## STATED PROBLEM
Starting at the first item and stopping after the line that contains "POLYGON ((421 240, 424", copy the items again with every "Submission" replaced by "Response" and nothing else changed. Leave the pictures out.

* start INPUT *

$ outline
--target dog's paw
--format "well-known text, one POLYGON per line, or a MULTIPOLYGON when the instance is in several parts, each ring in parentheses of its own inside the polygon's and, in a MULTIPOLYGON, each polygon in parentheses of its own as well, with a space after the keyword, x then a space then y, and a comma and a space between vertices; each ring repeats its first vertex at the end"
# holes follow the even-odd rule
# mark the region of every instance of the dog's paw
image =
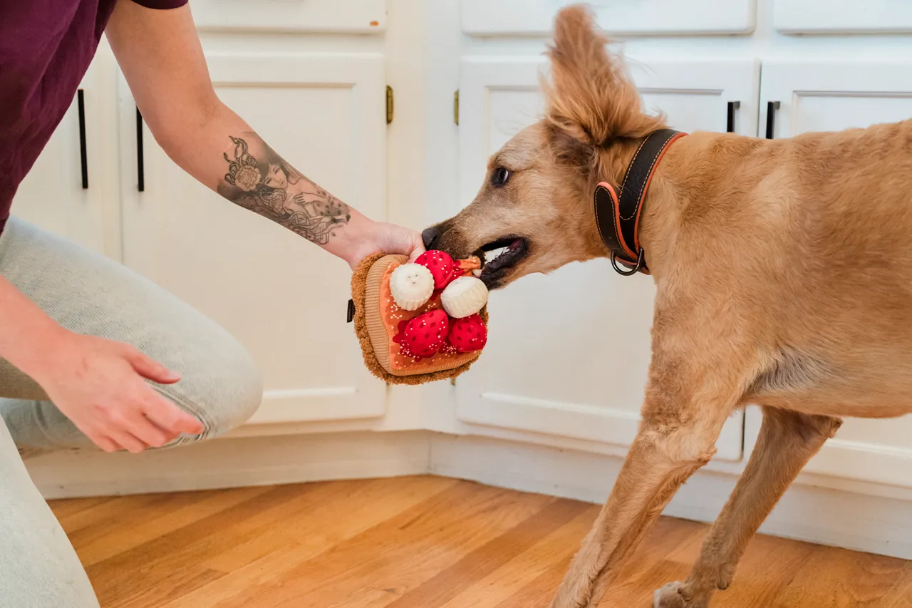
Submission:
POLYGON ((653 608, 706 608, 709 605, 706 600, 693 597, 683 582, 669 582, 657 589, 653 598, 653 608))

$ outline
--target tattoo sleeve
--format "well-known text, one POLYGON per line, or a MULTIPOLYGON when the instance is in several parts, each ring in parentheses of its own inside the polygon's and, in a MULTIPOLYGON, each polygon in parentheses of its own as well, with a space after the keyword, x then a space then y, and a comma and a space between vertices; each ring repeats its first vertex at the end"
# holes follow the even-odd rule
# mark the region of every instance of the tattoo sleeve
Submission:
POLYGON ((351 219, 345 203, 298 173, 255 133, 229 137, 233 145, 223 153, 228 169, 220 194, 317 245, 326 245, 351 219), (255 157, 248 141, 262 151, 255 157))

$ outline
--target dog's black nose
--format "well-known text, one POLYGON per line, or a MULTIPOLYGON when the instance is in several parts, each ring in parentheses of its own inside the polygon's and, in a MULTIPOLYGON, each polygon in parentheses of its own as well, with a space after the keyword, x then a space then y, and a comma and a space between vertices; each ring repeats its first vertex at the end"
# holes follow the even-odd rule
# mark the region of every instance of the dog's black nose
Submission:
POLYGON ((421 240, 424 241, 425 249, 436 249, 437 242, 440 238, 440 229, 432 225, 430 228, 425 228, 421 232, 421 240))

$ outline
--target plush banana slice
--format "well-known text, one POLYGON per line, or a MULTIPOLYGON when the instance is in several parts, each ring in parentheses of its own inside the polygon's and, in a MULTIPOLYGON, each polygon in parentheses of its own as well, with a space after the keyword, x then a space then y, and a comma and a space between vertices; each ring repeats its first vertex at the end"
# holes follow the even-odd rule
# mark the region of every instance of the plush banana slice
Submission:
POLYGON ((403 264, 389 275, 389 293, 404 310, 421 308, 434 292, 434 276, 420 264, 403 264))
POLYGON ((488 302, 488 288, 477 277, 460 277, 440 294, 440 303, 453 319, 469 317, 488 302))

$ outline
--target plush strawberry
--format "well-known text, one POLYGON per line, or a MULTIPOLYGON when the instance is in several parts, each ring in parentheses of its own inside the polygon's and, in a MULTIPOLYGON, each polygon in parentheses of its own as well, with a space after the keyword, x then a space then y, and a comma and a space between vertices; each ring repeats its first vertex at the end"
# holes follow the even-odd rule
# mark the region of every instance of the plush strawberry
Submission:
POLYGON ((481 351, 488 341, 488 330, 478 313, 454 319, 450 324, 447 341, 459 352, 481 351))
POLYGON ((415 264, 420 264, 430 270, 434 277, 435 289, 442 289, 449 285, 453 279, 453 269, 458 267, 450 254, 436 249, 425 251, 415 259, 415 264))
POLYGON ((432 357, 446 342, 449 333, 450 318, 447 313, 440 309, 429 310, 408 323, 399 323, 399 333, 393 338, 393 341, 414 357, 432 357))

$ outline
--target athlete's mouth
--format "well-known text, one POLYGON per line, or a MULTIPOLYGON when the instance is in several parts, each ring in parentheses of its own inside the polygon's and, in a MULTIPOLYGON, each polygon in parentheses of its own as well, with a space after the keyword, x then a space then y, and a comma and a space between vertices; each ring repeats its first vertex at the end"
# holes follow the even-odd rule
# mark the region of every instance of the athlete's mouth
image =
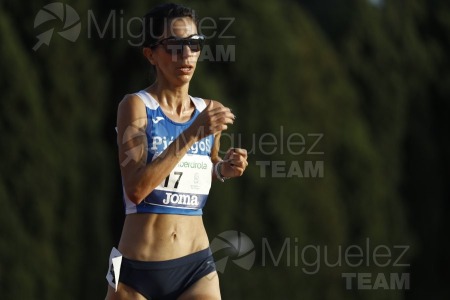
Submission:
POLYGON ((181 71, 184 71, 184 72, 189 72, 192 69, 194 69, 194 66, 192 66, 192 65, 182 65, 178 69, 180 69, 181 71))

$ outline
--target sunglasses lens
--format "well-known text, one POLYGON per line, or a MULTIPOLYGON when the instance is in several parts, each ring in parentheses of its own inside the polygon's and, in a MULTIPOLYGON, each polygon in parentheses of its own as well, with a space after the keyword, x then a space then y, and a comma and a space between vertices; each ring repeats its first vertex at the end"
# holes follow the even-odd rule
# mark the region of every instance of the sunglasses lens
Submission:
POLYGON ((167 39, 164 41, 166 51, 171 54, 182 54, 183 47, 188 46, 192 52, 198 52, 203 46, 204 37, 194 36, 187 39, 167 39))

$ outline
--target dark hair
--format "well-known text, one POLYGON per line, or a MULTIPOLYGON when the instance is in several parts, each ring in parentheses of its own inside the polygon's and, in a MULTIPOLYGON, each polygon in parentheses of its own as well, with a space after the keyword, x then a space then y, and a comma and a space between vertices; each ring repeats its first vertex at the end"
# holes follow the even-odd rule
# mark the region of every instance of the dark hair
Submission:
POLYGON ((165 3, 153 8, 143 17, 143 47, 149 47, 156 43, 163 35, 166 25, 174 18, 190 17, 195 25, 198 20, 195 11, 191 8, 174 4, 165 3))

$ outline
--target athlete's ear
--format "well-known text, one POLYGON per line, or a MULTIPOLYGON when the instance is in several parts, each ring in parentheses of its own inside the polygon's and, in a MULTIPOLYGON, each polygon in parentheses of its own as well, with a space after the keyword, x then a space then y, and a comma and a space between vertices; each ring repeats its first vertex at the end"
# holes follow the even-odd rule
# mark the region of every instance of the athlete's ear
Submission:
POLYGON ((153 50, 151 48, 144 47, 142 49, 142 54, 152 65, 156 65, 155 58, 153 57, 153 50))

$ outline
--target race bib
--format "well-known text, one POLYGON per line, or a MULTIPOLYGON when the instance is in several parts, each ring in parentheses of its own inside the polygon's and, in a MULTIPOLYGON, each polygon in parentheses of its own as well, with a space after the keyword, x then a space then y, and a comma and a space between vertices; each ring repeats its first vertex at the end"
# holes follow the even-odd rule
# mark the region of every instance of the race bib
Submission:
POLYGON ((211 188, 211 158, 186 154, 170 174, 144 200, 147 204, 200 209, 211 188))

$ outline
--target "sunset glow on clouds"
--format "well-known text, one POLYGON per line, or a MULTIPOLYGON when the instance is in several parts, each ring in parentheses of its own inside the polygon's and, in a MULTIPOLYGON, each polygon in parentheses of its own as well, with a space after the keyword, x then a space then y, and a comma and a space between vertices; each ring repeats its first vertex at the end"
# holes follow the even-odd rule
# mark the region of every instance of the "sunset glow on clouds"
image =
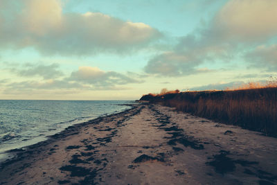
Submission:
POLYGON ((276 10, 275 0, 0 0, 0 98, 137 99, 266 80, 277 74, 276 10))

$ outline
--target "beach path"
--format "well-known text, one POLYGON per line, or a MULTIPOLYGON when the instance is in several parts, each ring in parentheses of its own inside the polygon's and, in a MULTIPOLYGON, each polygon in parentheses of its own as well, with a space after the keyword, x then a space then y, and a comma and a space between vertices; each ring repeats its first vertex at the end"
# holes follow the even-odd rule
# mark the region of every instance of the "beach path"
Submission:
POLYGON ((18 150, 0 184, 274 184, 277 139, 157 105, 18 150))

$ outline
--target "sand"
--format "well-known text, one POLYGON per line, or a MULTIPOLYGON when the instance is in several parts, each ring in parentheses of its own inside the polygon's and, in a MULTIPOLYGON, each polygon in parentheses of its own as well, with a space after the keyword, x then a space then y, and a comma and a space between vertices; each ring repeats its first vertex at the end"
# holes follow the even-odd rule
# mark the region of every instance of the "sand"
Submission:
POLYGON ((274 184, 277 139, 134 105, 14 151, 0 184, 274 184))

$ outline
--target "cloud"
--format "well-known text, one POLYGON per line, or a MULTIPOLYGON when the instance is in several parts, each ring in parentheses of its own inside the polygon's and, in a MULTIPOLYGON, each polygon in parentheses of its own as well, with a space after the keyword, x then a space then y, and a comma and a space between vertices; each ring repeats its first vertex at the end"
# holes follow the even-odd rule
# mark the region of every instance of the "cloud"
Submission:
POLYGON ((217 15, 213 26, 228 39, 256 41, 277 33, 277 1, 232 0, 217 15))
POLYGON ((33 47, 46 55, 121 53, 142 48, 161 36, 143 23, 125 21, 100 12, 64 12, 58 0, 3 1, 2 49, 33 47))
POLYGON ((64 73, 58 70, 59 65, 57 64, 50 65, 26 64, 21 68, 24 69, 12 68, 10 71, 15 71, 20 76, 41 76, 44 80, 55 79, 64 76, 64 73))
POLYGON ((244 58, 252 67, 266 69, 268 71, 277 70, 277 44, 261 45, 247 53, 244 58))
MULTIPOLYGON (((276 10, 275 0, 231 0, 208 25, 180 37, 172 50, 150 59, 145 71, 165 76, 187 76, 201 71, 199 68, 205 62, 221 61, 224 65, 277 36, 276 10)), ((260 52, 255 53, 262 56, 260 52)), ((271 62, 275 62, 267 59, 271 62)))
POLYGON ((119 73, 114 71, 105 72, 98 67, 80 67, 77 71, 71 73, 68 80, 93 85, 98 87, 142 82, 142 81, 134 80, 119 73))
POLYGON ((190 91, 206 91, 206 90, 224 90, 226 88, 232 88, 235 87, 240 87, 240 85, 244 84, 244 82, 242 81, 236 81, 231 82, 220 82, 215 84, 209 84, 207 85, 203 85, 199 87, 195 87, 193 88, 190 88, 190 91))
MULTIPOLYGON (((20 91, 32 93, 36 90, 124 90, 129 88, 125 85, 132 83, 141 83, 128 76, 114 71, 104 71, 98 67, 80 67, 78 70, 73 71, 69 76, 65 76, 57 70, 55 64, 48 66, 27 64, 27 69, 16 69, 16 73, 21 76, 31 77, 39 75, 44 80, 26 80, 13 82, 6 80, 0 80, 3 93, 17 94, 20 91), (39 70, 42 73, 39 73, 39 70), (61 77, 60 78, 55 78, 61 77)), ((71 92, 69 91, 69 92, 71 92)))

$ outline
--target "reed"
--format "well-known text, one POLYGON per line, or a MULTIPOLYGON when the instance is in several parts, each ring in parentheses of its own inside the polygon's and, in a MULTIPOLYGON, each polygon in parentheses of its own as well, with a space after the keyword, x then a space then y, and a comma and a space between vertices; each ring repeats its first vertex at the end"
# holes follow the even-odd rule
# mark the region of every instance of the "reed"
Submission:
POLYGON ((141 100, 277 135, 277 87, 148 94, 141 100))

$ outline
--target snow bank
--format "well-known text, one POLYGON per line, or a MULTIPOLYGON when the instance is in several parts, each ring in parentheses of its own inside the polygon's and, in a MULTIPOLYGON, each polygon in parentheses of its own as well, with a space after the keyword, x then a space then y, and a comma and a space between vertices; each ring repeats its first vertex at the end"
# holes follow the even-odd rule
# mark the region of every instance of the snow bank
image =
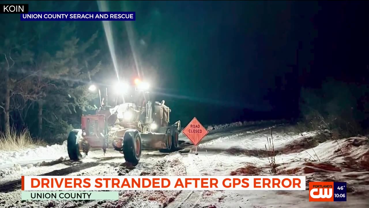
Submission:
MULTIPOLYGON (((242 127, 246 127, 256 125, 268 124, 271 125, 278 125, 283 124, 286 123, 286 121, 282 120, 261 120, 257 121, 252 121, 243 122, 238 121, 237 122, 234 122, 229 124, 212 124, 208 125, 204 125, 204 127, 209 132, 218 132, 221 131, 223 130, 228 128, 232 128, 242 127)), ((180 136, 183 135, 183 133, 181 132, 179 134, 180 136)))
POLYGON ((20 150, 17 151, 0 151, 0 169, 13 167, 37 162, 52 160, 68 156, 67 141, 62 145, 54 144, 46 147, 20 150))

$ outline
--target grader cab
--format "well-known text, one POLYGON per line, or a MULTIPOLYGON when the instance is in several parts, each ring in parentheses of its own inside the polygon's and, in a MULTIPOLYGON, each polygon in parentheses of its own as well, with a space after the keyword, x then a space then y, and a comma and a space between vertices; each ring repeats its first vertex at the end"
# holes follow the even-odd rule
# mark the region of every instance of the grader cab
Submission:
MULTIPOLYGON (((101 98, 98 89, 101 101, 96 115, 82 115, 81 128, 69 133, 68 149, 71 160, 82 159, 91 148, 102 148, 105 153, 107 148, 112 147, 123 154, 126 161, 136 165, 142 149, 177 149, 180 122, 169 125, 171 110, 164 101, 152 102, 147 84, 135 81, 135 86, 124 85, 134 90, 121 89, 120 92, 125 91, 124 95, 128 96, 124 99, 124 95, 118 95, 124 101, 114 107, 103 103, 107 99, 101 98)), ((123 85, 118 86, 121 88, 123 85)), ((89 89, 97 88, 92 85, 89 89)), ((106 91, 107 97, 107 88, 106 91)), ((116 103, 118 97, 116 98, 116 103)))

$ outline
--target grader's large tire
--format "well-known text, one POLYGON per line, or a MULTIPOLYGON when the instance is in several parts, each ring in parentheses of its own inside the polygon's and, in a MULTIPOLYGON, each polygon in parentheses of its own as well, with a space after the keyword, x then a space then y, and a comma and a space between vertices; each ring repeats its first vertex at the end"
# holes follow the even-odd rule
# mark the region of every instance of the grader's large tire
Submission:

* end INPUT *

## ANSWER TO THE PROBLEM
$ outline
--target dog's paw
--format "well-known text, one POLYGON per line, or a MULTIPOLYGON when the instance is in several parts, each ring in parentheses of its own inside the polygon's and, in a MULTIPOLYGON, each polygon in parentheses of its own as well, with a space after the keyword, x then a space then y, and a comma and a space between vertices; each ring repeats its first vertex at the end"
# holes follow the even-odd rule
# mark the region of every instance of the dog's paw
image =
Response:
POLYGON ((653 608, 706 608, 709 605, 706 600, 693 597, 683 582, 669 582, 657 589, 653 598, 653 608))

$ outline
--target tattoo sleeve
--format "well-known text, one POLYGON per line, or a MULTIPOLYGON when the instance is in several parts, each ring in parentheses of its own inside the polygon's and, in a MULTIPOLYGON, each polygon in parentheses of its own as well, with a space after the keyword, x then a space then y, and a comma and a space between vertices; each ring repeats its first vertex at the end"
# holes follow the even-odd rule
# mark the region of every instance of the tattoo sleeve
Response:
POLYGON ((351 219, 345 203, 298 173, 255 133, 229 137, 233 145, 223 153, 228 169, 220 194, 317 245, 326 245, 351 219), (255 157, 248 141, 262 151, 255 157))

$ outline
--target dog's black nose
--format "well-known text, one POLYGON per line, or a MULTIPOLYGON when the instance is in several parts, each ring in parentheses of its own inside the polygon's and, in a MULTIPOLYGON, each polygon in parentheses of its own as well, with a space after the keyword, x then a space then y, and a comma and a space between vertices; each ring repeats its first vertex at the end"
# holes follow the even-odd rule
# mark the region of every instance of the dog's black nose
Response:
POLYGON ((421 240, 424 241, 425 249, 436 249, 437 242, 440 238, 440 229, 432 225, 430 228, 425 228, 421 232, 421 240))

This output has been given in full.